> [WRITTEN EXERCISE]:
Retype exactly the lines from the line with "Please tag the dark" to the end of the data, keeping both boundary lines.

> [EXERCISE MATERIAL]:
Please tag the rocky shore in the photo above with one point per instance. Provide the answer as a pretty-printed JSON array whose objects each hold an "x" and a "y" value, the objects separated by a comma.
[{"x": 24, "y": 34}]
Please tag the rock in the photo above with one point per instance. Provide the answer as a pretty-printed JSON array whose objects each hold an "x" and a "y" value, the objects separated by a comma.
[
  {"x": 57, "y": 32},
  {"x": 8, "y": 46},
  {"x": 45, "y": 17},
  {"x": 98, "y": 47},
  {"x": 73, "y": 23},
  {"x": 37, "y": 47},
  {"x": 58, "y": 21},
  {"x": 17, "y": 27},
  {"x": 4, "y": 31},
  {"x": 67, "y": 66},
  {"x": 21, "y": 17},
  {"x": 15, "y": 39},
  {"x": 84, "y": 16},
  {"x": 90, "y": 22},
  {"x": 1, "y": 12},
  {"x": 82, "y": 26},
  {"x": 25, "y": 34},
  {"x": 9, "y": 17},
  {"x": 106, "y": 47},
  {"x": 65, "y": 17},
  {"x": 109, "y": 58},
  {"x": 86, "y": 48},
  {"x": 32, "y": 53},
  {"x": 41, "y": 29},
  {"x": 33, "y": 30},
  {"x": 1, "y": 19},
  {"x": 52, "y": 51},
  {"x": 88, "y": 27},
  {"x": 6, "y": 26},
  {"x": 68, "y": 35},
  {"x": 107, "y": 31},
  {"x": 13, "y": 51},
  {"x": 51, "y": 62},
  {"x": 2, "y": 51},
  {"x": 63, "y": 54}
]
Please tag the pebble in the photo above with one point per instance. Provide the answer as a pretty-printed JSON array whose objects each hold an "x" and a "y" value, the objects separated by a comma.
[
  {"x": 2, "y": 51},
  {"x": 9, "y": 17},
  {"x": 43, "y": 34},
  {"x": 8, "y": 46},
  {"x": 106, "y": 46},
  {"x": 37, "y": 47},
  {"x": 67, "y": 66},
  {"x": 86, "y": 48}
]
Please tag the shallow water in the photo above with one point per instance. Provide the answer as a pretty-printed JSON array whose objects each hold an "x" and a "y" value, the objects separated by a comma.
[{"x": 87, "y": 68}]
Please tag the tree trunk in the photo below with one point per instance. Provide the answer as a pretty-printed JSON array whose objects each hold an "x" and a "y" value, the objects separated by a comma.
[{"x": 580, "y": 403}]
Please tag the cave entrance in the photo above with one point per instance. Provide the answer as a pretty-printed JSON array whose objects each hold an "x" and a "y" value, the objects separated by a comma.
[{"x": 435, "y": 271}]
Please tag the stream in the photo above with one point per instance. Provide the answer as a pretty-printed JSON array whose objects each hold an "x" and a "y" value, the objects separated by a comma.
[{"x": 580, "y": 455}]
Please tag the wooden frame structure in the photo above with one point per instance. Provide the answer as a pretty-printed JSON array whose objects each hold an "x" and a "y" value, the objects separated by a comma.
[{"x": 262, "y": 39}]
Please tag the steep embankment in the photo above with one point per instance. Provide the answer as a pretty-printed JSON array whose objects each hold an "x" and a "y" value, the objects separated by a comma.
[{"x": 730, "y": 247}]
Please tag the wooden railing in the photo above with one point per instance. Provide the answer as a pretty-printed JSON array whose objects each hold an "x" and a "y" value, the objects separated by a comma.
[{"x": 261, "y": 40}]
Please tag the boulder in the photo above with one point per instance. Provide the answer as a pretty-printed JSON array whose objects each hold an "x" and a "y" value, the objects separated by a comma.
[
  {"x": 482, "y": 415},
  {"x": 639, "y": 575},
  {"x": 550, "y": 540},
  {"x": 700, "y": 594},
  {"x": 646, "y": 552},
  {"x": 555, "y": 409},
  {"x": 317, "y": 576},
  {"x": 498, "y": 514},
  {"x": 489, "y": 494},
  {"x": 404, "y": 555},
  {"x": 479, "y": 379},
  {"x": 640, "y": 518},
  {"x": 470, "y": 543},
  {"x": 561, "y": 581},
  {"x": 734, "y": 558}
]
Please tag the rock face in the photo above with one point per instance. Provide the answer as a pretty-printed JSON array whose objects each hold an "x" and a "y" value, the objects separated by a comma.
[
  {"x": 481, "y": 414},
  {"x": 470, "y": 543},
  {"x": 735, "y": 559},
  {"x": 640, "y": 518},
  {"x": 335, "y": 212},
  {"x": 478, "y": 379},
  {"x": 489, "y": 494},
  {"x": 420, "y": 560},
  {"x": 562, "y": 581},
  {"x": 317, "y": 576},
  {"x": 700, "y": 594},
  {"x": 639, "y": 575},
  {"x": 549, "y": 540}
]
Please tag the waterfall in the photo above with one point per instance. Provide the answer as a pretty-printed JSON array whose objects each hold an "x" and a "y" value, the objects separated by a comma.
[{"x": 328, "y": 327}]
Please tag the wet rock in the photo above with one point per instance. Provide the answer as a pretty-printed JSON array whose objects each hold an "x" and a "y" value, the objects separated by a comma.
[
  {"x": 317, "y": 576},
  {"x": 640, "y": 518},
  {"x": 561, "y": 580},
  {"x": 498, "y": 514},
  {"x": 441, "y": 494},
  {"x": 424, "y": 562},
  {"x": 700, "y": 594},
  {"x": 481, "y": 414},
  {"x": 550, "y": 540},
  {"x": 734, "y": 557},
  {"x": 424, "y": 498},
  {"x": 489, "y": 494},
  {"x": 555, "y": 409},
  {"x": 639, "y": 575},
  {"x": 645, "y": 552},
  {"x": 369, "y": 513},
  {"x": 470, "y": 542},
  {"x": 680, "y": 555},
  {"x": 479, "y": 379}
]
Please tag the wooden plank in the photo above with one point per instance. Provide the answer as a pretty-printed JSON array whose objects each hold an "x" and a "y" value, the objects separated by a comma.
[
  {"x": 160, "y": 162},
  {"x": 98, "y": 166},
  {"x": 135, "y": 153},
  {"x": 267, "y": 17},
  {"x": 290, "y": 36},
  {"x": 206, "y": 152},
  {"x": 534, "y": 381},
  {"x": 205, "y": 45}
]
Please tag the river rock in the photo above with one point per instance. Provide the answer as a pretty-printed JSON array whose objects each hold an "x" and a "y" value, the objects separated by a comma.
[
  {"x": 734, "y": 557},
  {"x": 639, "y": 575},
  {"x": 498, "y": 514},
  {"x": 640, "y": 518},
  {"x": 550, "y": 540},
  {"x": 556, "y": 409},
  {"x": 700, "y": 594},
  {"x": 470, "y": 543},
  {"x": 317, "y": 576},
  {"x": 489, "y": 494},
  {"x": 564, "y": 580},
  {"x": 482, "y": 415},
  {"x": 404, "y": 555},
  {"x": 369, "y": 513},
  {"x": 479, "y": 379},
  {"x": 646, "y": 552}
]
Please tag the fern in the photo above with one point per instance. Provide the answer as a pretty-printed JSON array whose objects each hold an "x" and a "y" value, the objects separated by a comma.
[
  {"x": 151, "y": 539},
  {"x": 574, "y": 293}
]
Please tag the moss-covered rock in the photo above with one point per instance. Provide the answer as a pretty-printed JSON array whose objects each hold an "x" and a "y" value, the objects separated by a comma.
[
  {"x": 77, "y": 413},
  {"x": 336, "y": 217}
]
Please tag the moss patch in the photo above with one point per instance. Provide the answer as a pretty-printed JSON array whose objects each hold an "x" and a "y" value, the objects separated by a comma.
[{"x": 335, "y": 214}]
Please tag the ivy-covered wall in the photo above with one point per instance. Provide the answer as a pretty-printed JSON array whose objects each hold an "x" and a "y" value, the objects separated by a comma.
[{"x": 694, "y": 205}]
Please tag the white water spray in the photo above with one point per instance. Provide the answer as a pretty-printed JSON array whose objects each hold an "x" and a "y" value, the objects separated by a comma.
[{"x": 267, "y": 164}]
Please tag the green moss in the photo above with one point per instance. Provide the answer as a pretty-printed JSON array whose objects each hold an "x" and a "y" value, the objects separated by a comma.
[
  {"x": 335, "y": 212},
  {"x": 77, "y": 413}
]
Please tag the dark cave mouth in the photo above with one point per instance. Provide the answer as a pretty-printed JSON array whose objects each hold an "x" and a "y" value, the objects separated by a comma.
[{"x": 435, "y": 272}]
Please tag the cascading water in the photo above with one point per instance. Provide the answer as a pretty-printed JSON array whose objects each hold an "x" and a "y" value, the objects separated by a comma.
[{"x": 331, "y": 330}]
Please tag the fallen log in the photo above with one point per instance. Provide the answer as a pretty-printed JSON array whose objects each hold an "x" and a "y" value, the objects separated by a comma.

> [RESULT]:
Please tag the dark cave mouth in the photo above with one point per instance. Provide the answer as a pretty-printed JSON array whose objects each hold an "x" and a "y" value, the objects separated by a comma.
[{"x": 435, "y": 272}]
Please tag the cascading water in the photo above with one point per instance. Provide the answer as a pretty-printed JSON array whose objects each hold an "x" and a "y" value, the objects separated by a comma.
[{"x": 331, "y": 330}]
Please tag the fallen log in the photo above with one point per instance. Provide the answer as a pretty-printed JSON array whose objects each hold an "x" and a "y" value, the objects separated by a comma.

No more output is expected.